▶ WORK ORDER
Your output should contain every record, unchanged.

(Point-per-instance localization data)

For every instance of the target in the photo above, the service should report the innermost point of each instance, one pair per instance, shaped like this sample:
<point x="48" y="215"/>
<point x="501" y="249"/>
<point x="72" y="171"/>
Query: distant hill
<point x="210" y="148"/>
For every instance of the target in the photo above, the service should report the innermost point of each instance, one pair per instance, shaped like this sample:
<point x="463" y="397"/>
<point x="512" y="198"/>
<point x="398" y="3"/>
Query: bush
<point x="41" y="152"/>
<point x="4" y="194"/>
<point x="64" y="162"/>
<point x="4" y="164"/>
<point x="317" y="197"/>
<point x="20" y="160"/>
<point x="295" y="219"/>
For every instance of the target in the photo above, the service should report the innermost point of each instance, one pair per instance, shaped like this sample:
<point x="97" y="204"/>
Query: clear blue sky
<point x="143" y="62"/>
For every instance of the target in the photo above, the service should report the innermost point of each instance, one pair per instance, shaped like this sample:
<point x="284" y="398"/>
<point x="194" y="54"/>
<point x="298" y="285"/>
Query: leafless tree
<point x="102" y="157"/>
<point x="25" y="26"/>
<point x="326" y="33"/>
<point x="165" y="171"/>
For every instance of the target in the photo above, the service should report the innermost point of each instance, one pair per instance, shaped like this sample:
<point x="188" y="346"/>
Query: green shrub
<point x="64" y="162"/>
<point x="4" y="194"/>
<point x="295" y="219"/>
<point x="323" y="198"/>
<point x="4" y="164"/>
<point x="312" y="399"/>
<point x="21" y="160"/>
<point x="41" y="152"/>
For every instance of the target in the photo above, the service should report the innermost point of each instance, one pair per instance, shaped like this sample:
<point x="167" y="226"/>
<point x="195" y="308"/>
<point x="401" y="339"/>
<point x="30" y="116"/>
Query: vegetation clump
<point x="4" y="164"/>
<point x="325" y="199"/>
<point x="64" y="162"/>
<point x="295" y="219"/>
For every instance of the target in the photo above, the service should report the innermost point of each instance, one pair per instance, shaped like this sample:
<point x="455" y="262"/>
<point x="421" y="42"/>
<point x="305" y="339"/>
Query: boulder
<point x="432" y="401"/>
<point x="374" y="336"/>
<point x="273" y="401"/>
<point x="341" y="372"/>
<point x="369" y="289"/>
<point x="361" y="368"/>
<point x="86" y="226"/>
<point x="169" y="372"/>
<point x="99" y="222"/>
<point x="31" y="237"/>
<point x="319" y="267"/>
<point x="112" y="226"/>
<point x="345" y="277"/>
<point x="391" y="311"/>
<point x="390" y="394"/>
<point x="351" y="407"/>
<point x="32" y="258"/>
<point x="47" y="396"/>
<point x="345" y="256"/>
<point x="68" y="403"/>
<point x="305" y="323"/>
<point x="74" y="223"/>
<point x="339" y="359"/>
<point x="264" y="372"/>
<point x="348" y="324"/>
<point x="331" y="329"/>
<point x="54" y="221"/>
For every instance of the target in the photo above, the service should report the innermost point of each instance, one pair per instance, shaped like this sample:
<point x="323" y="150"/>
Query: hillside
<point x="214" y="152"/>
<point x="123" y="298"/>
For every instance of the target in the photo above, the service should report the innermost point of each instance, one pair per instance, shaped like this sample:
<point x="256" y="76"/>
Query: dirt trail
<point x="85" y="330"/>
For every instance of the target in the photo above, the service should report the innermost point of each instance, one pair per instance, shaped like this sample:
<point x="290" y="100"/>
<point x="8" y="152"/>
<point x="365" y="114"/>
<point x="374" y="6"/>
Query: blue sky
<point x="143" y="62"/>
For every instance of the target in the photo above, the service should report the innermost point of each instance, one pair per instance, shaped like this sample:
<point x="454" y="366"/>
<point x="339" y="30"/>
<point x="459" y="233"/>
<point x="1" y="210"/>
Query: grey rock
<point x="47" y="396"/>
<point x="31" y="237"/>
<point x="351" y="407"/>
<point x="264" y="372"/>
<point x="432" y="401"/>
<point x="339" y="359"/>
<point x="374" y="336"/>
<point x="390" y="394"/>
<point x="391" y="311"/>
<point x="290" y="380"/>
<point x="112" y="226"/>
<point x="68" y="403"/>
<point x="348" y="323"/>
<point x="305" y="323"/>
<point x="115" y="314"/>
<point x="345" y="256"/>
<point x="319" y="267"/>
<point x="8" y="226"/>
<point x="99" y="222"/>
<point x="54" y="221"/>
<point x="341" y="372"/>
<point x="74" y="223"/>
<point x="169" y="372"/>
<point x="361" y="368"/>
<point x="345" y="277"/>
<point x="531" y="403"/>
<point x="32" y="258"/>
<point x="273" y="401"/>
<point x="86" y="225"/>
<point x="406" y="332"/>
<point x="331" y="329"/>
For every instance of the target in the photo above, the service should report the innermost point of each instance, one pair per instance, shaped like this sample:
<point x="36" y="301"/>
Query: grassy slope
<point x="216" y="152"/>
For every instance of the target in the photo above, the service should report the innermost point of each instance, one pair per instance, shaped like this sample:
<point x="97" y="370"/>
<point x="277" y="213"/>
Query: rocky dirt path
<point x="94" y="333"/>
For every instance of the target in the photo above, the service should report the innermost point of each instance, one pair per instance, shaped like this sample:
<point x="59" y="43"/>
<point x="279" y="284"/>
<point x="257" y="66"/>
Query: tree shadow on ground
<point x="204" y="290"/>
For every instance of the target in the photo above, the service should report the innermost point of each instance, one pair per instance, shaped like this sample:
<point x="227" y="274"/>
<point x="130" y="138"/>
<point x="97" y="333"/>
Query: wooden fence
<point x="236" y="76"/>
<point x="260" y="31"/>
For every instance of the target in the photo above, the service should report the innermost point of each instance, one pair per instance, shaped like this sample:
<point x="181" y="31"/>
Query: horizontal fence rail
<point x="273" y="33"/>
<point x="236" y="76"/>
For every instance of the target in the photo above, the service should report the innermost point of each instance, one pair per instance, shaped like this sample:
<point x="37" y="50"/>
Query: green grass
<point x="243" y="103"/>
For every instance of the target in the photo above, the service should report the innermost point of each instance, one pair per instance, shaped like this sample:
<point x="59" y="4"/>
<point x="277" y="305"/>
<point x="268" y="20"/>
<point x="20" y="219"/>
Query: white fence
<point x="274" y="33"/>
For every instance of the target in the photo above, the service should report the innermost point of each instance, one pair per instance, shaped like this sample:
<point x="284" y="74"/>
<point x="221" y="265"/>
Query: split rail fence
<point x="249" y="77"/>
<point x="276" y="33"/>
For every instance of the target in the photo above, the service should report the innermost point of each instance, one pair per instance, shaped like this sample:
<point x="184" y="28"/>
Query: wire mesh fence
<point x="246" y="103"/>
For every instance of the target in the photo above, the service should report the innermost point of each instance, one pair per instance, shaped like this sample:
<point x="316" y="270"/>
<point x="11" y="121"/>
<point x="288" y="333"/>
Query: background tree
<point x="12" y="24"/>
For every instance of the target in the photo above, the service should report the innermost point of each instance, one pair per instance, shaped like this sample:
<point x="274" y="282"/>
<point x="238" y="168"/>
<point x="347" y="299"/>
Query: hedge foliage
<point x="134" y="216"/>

▶ TASK RESPONSE
For every instance of the target in the photo above, the service should report the innermost point of each instance, one pair per instance, shaped like this sample:
<point x="48" y="215"/>
<point x="501" y="249"/>
<point x="72" y="171"/>
Query: distant hill
<point x="210" y="148"/>
For every instance of the target in the photo above, the service should report the innermost point of each instance, one pair per instance, shaped like this sample:
<point x="463" y="397"/>
<point x="512" y="198"/>
<point x="398" y="3"/>
Query: bush
<point x="41" y="152"/>
<point x="4" y="194"/>
<point x="64" y="162"/>
<point x="4" y="164"/>
<point x="317" y="197"/>
<point x="20" y="160"/>
<point x="295" y="219"/>
For every instance of the target in the photo above, the service should report the innermost point of each instance, one pair per instance, shaped like this sample:
<point x="97" y="204"/>
Query: clear blue sky
<point x="143" y="62"/>
For every instance of the target in the photo above, the service should report the innermost point of each instance, one pair per instance, shaped like this sample:
<point x="284" y="398"/>
<point x="194" y="54"/>
<point x="298" y="285"/>
Query: leafless tree
<point x="102" y="157"/>
<point x="25" y="26"/>
<point x="326" y="33"/>
<point x="165" y="171"/>
For every instance of the target in the photo above, the service should report the innermost point of each instance, one pair per instance, shaped like this sample:
<point x="188" y="346"/>
Query: green shrub
<point x="64" y="162"/>
<point x="4" y="194"/>
<point x="295" y="219"/>
<point x="323" y="198"/>
<point x="4" y="164"/>
<point x="312" y="399"/>
<point x="21" y="160"/>
<point x="41" y="152"/>
For every instance of the target in the photo above, the service should report the innermost point of each instance, one pair per instance, shaped like this sample:
<point x="167" y="226"/>
<point x="195" y="308"/>
<point x="401" y="339"/>
<point x="30" y="116"/>
Query: vegetation clump
<point x="4" y="164"/>
<point x="325" y="199"/>
<point x="64" y="162"/>
<point x="295" y="219"/>
For every instance of the target in the photo above, the service should report the innermost point of each instance, one pair per instance, shaped like this sample:
<point x="455" y="262"/>
<point x="421" y="42"/>
<point x="305" y="339"/>
Query: boulder
<point x="432" y="401"/>
<point x="374" y="336"/>
<point x="273" y="401"/>
<point x="341" y="372"/>
<point x="369" y="289"/>
<point x="361" y="368"/>
<point x="86" y="226"/>
<point x="169" y="372"/>
<point x="99" y="222"/>
<point x="31" y="237"/>
<point x="319" y="267"/>
<point x="112" y="226"/>
<point x="345" y="277"/>
<point x="391" y="311"/>
<point x="390" y="394"/>
<point x="351" y="407"/>
<point x="32" y="258"/>
<point x="47" y="396"/>
<point x="345" y="256"/>
<point x="68" y="403"/>
<point x="305" y="323"/>
<point x="74" y="223"/>
<point x="339" y="359"/>
<point x="264" y="372"/>
<point x="348" y="324"/>
<point x="331" y="329"/>
<point x="54" y="221"/>
For every instance of the target in the photo above, the service should report the innermost point of each instance, one pair per instance, shaped like this sample:
<point x="323" y="150"/>
Query: hillside
<point x="214" y="152"/>
<point x="123" y="298"/>
For every instance of the target in the photo above, the service should report the innermost point of each instance, one pair per instance, shaped like this sample:
<point x="256" y="76"/>
Query: dirt trail
<point x="85" y="330"/>
For every instance of the target in the photo above, the service should report the innermost point of each instance, one pair per instance, shaped like this sample:
<point x="290" y="100"/>
<point x="8" y="152"/>
<point x="365" y="114"/>
<point x="374" y="6"/>
Query: blue sky
<point x="143" y="62"/>
For every instance of the target in the photo above, the service should report the innermost point of each instance, one pair per instance, shaped like this sample:
<point x="454" y="366"/>
<point x="339" y="30"/>
<point x="459" y="233"/>
<point x="1" y="210"/>
Query: grey rock
<point x="47" y="396"/>
<point x="31" y="237"/>
<point x="351" y="407"/>
<point x="264" y="372"/>
<point x="432" y="401"/>
<point x="339" y="359"/>
<point x="374" y="336"/>
<point x="390" y="394"/>
<point x="391" y="311"/>
<point x="290" y="380"/>
<point x="112" y="226"/>
<point x="68" y="403"/>
<point x="348" y="323"/>
<point x="305" y="323"/>
<point x="115" y="314"/>
<point x="345" y="256"/>
<point x="319" y="267"/>
<point x="8" y="226"/>
<point x="99" y="222"/>
<point x="54" y="221"/>
<point x="341" y="372"/>
<point x="74" y="223"/>
<point x="169" y="372"/>
<point x="361" y="368"/>
<point x="345" y="277"/>
<point x="531" y="403"/>
<point x="32" y="258"/>
<point x="273" y="401"/>
<point x="86" y="225"/>
<point x="406" y="332"/>
<point x="331" y="329"/>
For every instance of the target in the photo above, the service should report the innermost point of each instance, one pair per instance, shaped like this sample:
<point x="36" y="301"/>
Query: grassy slope
<point x="216" y="152"/>
For every instance of the target in the photo above, the service should report the innermost point of each instance, one pair per instance, shaped like this sample:
<point x="97" y="370"/>
<point x="277" y="213"/>
Query: rocky dirt path
<point x="94" y="333"/>
For every instance of the target in the photo above, the service should report the innermost point of each instance, one pair per instance, shaped like this sample:
<point x="59" y="43"/>
<point x="279" y="284"/>
<point x="257" y="66"/>
Query: tree shadow on ground
<point x="204" y="290"/>
For every instance of the target in the photo above, the service should report the innermost point of each instance, one pair per instance, shaped like this sample:
<point x="227" y="274"/>
<point x="130" y="138"/>
<point x="97" y="333"/>
Query: wooden fence
<point x="236" y="76"/>
<point x="260" y="31"/>
For every instance of the target in the photo above, the service should report the innermost point of each instance, one pair per instance, shaped like this sample:
<point x="181" y="31"/>
Query: horizontal fence rail
<point x="273" y="33"/>
<point x="236" y="76"/>
For every instance of the target in the photo above, the service should report the innermost point of each instance, one pair per instance, shaped like this sample:
<point x="37" y="50"/>
Query: green grass
<point x="243" y="103"/>
For every instance of the target in the photo above, the service should report the innermost point of each instance, one pair per instance, shaped like this sample:
<point x="59" y="4"/>
<point x="277" y="305"/>
<point x="268" y="20"/>
<point x="20" y="219"/>
Query: white fence
<point x="274" y="33"/>
For every instance of the target in the photo above, the service should report the innermost point of each instance, one pair per instance, shaped like this sample:
<point x="284" y="74"/>
<point x="221" y="265"/>
Query: split rail fence
<point x="249" y="77"/>
<point x="276" y="33"/>
For every instance of the target in the photo above, the service should report the innermost point of each instance, one pair per instance, shaped like this sample:
<point x="184" y="28"/>
Query: wire mesh fence
<point x="246" y="103"/>
For every instance of the target in the photo above, the service should report the innermost point of each instance, one pair per instance, shaped like this sample:
<point x="316" y="270"/>
<point x="11" y="121"/>
<point x="288" y="333"/>
Query: background tree
<point x="12" y="24"/>
For every instance of the target in the photo above, the service should report the innermost point of each instance, one pair per instance, shaped like this sample:
<point x="274" y="282"/>
<point x="238" y="168"/>
<point x="347" y="299"/>
Query: hedge foliage
<point x="134" y="216"/>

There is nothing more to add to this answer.